*** Brano da leggere ***

1. Esprimo il mio fraterno ringraziamento a monsignor Mario Peressin, che in questa serena tappa del mio viaggio ai Piani di Pezza, mi ha rivolto il saluto a nome dell'arcidiocesi dell'Aquila; ed esprimo altresi il mio vivo ringraziamento al signor presidente della Regione Abruzzese e al signor sindaco per le nobili espressioni rivoltemi in questo incontro con la popolazione della località montana di Rocca di Mezzo. Vi saluto tutti con affetto e vi ringrazio per la vostra accoglienza. E' per me motivo di grande gioia incontrarmi con tutti voi, abitanti di questa splendida zona, e con voi, turisti, che trascorrete il breve tempo delle vacanze a contatto con le bellezze della natura e con i costumi della cara popolazione dei monti, gente laboriosa, amante delle cose semplici, gelosa custode di tradizioni che non tramontano e degli antichi usi, legata alla fede e al sentimento religioso che caratterizza la sua storia. Dalle vetuste radici della cultura religiosa di questa terra ci parla la vicina Chiesa di San Leucio, vescovo ed evangelizzatore, fondatore di antiche chiese nell'Italia Meridionale.


2. Invito voi tutti a non trascurare mai il senso religioso delle cose e della natura, ereditato dai vostri padri. Specialmente di fronte ai processi di trasformazione tipici della vita moderna, così rapidi e a volte così poco rispettosi dell'ambiente e delle caratteristiche che lo accompagnano, sappiate impegnarvi a mantenere fede ai valori della vostra tradizione e della vostra cultura civile e religiosa. Essa costituisce un monito e un insegnamento ricco di saggezza, un invito a osservare con senso di responsabilità e competente intelligenza le fondamentali e sapienti leggi che salvaguardano l'ambiente naturale in cui l'uomo deve vivere, invitando a conservare con saggia responsabilità i beni che rendono serena la vita sociale, e soprattutto aprono gli occhi perché le perfezioni invisibili di Dio possano essere contemplate con l'intelletto nelle opere da lui compiute (cfr Rm 1,20)

***

Esercizio proposto 1>
Secondo il brano, chi ha rivolto il saluto a nome dell'arcidiocesi dell'Aquila?
Esercizio proposto 2>
Elenca tutte le caratteristiche che il brano attribuisce alla popolazione dei monti.
Esercizio proposto 3>
Prosegui il brano del discorso agli abitanti e ai turisti di Rocca di Mezzo, partendo subito dopo l'ultima frase riportata.

*** Elenco dei dati ***

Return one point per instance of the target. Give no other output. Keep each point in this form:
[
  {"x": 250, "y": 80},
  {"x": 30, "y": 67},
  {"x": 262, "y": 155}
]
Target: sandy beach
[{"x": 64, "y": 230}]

***
*** Elenco dei dati ***

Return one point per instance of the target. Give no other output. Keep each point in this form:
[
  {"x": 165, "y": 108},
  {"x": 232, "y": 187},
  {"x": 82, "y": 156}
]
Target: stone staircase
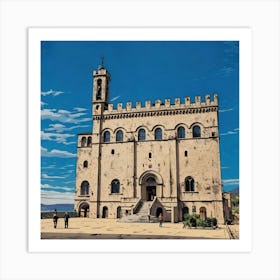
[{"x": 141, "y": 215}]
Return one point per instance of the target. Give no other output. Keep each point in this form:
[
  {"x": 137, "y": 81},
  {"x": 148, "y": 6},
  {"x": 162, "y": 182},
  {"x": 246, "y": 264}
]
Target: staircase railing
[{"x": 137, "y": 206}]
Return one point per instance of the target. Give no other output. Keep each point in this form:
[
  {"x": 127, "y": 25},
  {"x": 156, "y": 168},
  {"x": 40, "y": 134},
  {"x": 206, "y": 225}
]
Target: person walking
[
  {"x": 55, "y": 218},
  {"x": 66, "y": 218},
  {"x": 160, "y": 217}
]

***

Risposta 1>
Monsignor Mario Peressin.

Risposta 2>
- gente laboriosa
- amante delle cose semplici
- gelosa custode di tradizioni che non tramontano e degli antichi usi
- legata alla fede e al sentimento religioso che caratterizza la sua storia

Risposta 3>
3. Siate fieri della vostra tradizione di fede: essa consente a tutti voi di guardare alla vita moderna con animo sereno, libero, ricco di esperienze confortanti. Ci sono due momenti nei quali maggiormente la vostra fede cristiana si esprime: la vita della famiglia e il sentimento della celebrazione delle feste religiose. Io profitto di questo incontro per invitarvi a non dimenticare mai le risorse cristiane e umane che arricchiscono il vostro tradizionale sentimento circa i valori delle vostre famiglie. In esse si esprime un ideale di vita singolarmente sano, tenacemente radicato com'è nella cultura della popolazione della montagna. Nella famiglia si trasmette la religione, il senso della responsabilità e dell'autorità, il gusto per il lavoro e per l'impegno, la gioia serena della convivenza, il servizio nel rispetto della dignità della persona.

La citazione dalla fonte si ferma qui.